[記事]
▼▼▼
明治大正埋蔵本読渉記

明治大正期の埋もれた様々な作品を主に国会図書館デジタル・コレクションで読み漁っています。

『匕首芸妓』 渡辺黙禅

 

(あいくちげいしゃ)1911年(明44)樋口隆文館刊。前後2巻。前半は華族令嬢一行4名の旅行客と見せかけた詐欺窃盗の一味の鮮やかな犯行と逃避行を塩原・那須の風光明媚な景勝描写とともに描いている。しかし後半は秩父困民党事件での実在した人物たち(田代栄助、加藤織平、落合虎一/寅市)の動静を詳述している。二通りの物語の要素を結合させたのは作者黙禅の手腕でもあるが、騒乱の後日談も含めると主人公役の視点が浮動的なのが少々気になった。いつものように登場人物の多さとスケールの広さでは読み応えがあった。☆☆☆

 

国会図書館デジタル・コレクション所載。口絵は長谷川小信。

https://dl.ndl.go.jp/pid/887912

 

 

《浴餘(ゆあが)りの洗ひ髪、烏玉(ぬばたま)の漆とばかり艶(つやや)かに匂ふのを鬖々(さらり)と肩に流して、薄化粧の澤々(つやつや)しい横顔に振かゝる縺れ毛を、地烈(ぢれつ)たさうにしなやかな指でかき上げてゐた。川風に吹捲(ふきまく)らるゝ縮緬の浴衣を気にして、塗柄(ぬりえ)の団扇を下に翳(かざ)しながら、褄(つま)模様の秋草を抑へてゐる風情などは、一入(ひとしほ)の佳趣(おもむき)があるやうに》(前編・七)
▲▲▲
[データ抜粋]
▼▼▼
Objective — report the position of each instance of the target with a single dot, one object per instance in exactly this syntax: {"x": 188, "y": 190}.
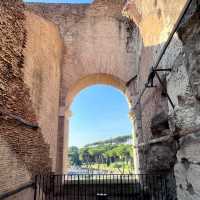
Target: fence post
{"x": 35, "y": 188}
{"x": 78, "y": 187}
▲▲▲
[課題内容] 『匕首芸妓』を紹介した記事の続きを、最後の文の後から書いてください。 上に挙げた行は、記事とは関係のないものです。

[想定出力]
《元来が君、我々の霊魂からして不思議ぢゃないか、不思議な霊魂だとすれば、死後までも其の不思議を現はすのが、別に不思議ではなからうさ、我々の教にも三界唯一心と云って、無量劫来一念の因果が流転することを説いてあるぢゃないか》(前編・五十五)

 

《坊主商売が可厭(いや)になったのぢゃ。凡て浮世は色と酒、三世利益同一体の極楽浄土が、眼と鼻の先にあるのに、電光石火五十年の短かい命とも知らず、ヤレ過去が辷(すべ)ったの未来が転がったの、ソレ菩提の牡丹餅毛が生えて、涅槃のお寝小便に布団を汚した、といふやうな七面倒くさい御談義をして、爺さんや婆さんに有難涙を飜(こぼ)させたところが、根が凡夫ぢゃから、時々煩悩も起るわい。》(後編・十六)

 

《午後まで霧のやうに吹飛んでゐた時雨は、名残なく痕を収めた。山の上に又山が重なって、紅葉や楢や黄櫨(はぜ)の色もなく、只真黒な輪郭に包まれ、沈んだ雲の白い腰衣ばかりが際立って見える。尖鎌(とがま)に似たる磨ぎ出したやうな月影を浮べ、寒さうな響を曳きながら、枯葦を揺(ゆす)って流れて行く千曲川は、粛殺(しゅくさつ)として深山の冬を、信濃の平原へ運ぶのである。微灯(ほのあかり)の凍るが如く、幽(かす)かに林を洩れて見える後の村から、裂けるやうな犬の遠吠えが聞えて来る。》(後篇・四十七)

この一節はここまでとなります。